───── Given data

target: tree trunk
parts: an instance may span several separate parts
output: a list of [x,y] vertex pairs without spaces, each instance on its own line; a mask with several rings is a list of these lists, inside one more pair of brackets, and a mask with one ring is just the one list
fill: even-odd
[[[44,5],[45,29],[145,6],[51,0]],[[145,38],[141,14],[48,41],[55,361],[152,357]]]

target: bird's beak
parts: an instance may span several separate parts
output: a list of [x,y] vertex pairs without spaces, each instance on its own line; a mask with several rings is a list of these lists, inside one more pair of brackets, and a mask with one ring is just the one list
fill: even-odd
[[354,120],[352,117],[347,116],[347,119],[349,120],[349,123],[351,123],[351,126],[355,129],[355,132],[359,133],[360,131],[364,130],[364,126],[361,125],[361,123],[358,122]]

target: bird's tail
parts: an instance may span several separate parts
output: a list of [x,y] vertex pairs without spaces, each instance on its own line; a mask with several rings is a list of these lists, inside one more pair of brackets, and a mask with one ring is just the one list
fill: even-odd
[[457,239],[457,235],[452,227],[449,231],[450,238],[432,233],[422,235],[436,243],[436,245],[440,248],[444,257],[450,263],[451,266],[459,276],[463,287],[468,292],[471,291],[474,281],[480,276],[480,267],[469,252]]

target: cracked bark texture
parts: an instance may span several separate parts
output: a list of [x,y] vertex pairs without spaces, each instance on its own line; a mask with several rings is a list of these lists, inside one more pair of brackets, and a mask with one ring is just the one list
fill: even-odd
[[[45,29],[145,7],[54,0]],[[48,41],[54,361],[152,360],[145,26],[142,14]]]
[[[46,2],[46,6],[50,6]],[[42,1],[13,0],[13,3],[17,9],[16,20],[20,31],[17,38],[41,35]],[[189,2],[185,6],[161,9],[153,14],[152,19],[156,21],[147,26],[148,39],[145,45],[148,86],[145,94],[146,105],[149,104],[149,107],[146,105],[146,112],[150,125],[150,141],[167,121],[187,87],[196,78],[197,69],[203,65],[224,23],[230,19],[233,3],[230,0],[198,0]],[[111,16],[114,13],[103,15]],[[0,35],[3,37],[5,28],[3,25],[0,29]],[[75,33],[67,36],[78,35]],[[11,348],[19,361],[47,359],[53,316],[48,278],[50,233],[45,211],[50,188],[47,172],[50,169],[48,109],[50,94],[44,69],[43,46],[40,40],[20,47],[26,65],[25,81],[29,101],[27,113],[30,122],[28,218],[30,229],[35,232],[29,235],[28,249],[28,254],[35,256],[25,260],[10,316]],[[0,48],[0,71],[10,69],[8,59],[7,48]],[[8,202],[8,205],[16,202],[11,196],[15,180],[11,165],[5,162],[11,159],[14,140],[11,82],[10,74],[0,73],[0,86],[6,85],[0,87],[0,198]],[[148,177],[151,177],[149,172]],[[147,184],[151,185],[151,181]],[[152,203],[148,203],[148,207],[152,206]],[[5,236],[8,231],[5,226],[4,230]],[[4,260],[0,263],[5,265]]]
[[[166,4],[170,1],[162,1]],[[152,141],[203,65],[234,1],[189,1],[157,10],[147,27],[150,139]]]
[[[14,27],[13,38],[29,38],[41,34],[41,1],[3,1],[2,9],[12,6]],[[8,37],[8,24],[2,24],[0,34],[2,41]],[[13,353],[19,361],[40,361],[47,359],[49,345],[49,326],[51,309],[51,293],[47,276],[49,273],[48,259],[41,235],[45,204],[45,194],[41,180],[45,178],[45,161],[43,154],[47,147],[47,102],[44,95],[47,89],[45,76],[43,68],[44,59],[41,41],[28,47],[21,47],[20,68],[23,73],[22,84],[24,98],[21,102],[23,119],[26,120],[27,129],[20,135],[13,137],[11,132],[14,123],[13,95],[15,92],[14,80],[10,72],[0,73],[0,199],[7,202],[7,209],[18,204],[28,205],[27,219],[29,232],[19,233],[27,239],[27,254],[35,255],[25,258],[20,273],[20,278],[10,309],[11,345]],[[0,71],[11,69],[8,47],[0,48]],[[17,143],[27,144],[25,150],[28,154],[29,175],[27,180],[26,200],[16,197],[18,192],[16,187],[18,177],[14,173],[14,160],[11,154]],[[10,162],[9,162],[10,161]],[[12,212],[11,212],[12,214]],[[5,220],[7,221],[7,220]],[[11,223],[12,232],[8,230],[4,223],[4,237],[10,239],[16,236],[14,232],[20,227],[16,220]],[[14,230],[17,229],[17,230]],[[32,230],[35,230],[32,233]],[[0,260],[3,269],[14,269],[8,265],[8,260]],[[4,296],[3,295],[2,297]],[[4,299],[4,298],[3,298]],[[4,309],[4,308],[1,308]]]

──────────

» Short problem: Quote every entry exactly.

» Response to the task:
target: tree trunk
parts: an instance may span several separate parts
output: a list of [x,y] vertex pairs without spaces, each instance on its own line; a mask with several rings is a list of these lists, inside one more pair of brackets, and a mask with one ring is just the one list
fill: even-odd
[[[44,5],[45,29],[145,6],[51,0]],[[145,38],[141,14],[48,41],[55,361],[152,357]]]

target: bird's beak
parts: an instance may span several separate parts
output: a list of [x,y] vertex pairs without spaces, each instance on its own line; a mask with several rings is a list of these lists, inside one more pair of brackets, and a mask with one ring is just the one list
fill: even-odd
[[354,120],[352,117],[347,116],[347,119],[349,120],[349,123],[351,123],[351,126],[355,129],[355,132],[359,133],[360,131],[364,130],[364,126],[361,125],[361,123],[358,122]]

target: bird's tail
parts: an instance may span several separate parts
output: a list of [x,y] vertex pairs without spaces, each instance on its own line; a mask with several rings is a list of these lists, inside one more pair of brackets, and a mask with one ring is just the one list
fill: even-odd
[[457,239],[457,235],[452,227],[449,231],[450,238],[432,233],[422,235],[436,243],[436,245],[440,248],[444,257],[450,263],[451,266],[459,276],[463,287],[468,292],[471,291],[474,281],[480,276],[480,267],[469,252]]

target: cracked bark texture
parts: an instance may span several separate parts
output: a list of [x,y] vertex pairs without spaces, each instance on its own line; a mask with several rings is a list of these lists, inside one more pair of brackets, and a mask with one ring is just the one list
fill: even-odd
[[[45,29],[145,7],[54,0]],[[48,41],[54,361],[152,360],[145,26],[142,14]]]
[[[46,2],[46,6],[50,6]],[[42,1],[13,0],[13,3],[17,9],[16,20],[20,31],[17,38],[41,35]],[[189,2],[185,6],[161,9],[153,14],[152,19],[156,21],[147,26],[148,39],[145,45],[148,86],[145,94],[146,105],[149,104],[149,107],[146,105],[146,112],[150,125],[150,141],[167,121],[187,87],[196,78],[197,69],[203,65],[224,23],[230,19],[233,3],[230,0],[198,0]],[[111,16],[114,13],[103,15]],[[0,35],[3,37],[5,28],[3,25],[0,29]],[[75,33],[67,36],[78,35]],[[11,348],[19,361],[47,359],[53,316],[48,278],[50,233],[45,211],[50,188],[47,172],[50,169],[48,109],[50,94],[44,69],[43,46],[40,40],[20,47],[26,65],[25,81],[29,101],[27,113],[30,122],[28,218],[30,229],[35,232],[29,235],[28,249],[28,254],[35,256],[25,260],[10,316]],[[0,48],[0,71],[10,69],[8,59],[7,48]],[[8,202],[8,205],[16,202],[11,196],[15,180],[11,165],[5,162],[11,159],[14,140],[11,82],[10,74],[0,73],[0,86],[6,85],[0,87],[0,198]],[[148,177],[151,177],[149,172]],[[147,184],[151,185],[151,181]],[[152,203],[148,203],[148,207],[152,206]],[[5,236],[8,231],[5,226],[4,230]],[[4,260],[0,263],[5,265]]]
[[[166,4],[170,1],[162,1]],[[152,141],[203,65],[234,1],[189,1],[157,10],[147,27],[150,139]]]
[[[14,27],[13,38],[29,38],[41,34],[41,1],[3,1],[2,9],[12,6]],[[8,37],[8,24],[2,24],[0,34],[2,41]],[[13,353],[19,361],[40,361],[47,359],[49,345],[49,326],[51,309],[51,293],[47,276],[49,273],[48,259],[41,235],[45,204],[45,194],[41,180],[45,178],[45,161],[43,154],[47,147],[47,102],[44,95],[47,89],[45,76],[43,68],[44,59],[41,41],[28,47],[21,47],[20,68],[23,73],[22,84],[24,98],[21,102],[23,119],[26,120],[27,129],[20,135],[13,137],[11,132],[14,123],[13,95],[15,92],[14,80],[10,72],[0,73],[0,199],[7,202],[7,209],[18,204],[28,205],[27,219],[29,232],[19,233],[27,239],[27,254],[35,255],[25,258],[20,273],[20,278],[10,309],[11,345]],[[0,71],[11,69],[8,47],[0,48]],[[17,143],[27,144],[25,150],[28,154],[29,175],[27,180],[26,200],[16,197],[18,192],[16,187],[18,177],[14,173],[14,160],[11,154]],[[10,162],[9,162],[10,161]],[[12,212],[11,212],[12,214]],[[5,220],[7,221],[7,220]],[[11,223],[12,232],[8,230],[4,223],[4,237],[10,239],[16,236],[14,232],[20,227],[16,220]],[[14,230],[17,229],[17,230]],[[32,230],[35,230],[32,233]],[[0,260],[3,269],[14,269],[8,265],[8,260]],[[4,296],[3,295],[2,297]],[[4,299],[4,298],[3,298]],[[4,309],[4,308],[1,308]]]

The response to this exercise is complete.